** BEGIN Data shown **
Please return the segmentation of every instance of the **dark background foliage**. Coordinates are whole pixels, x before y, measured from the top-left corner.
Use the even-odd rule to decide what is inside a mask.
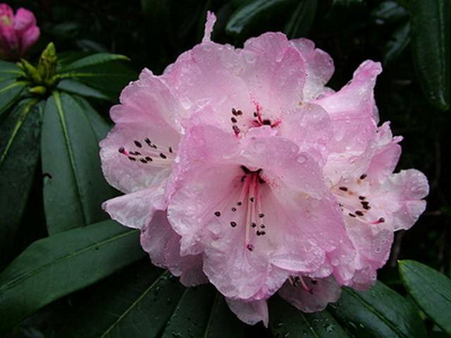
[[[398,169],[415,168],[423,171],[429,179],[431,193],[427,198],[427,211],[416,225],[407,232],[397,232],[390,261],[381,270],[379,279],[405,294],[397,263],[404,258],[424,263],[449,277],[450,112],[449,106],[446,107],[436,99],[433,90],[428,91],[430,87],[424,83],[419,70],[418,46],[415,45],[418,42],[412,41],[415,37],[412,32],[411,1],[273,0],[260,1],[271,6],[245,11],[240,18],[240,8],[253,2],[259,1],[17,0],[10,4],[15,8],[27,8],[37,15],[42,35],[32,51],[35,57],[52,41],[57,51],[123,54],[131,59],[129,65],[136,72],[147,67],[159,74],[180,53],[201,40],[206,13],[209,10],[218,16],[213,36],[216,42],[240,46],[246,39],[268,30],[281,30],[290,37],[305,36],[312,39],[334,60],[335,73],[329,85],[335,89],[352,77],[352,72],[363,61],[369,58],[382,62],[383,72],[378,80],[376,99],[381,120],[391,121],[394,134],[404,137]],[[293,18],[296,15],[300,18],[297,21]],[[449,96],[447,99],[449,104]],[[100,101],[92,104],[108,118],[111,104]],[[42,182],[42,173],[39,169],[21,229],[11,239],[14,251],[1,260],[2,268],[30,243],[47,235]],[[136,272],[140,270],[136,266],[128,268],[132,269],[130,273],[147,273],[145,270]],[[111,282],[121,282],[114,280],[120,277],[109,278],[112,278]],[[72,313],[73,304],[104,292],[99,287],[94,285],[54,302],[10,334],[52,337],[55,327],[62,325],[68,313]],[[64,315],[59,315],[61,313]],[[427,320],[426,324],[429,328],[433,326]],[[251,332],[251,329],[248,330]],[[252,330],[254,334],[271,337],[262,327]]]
** END Data shown **
** BEGIN Data shown **
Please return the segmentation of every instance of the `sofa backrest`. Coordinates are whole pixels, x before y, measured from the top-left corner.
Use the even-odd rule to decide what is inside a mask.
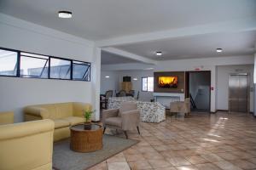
** END Data shown **
_Written problem_
List every row above that contains the string "return", copying each one in full. Uppercase and lowercase letters count as different.

_Correct result_
Please return the segmentation of every instance of the **dark background foliage**. Coordinates are whole pixels, x before y, measured from the top-left corner.
Please return the segmentation of every instance of the `sofa backrest`. Coordinates are whole pixels, x before y, measured from the top-left corner.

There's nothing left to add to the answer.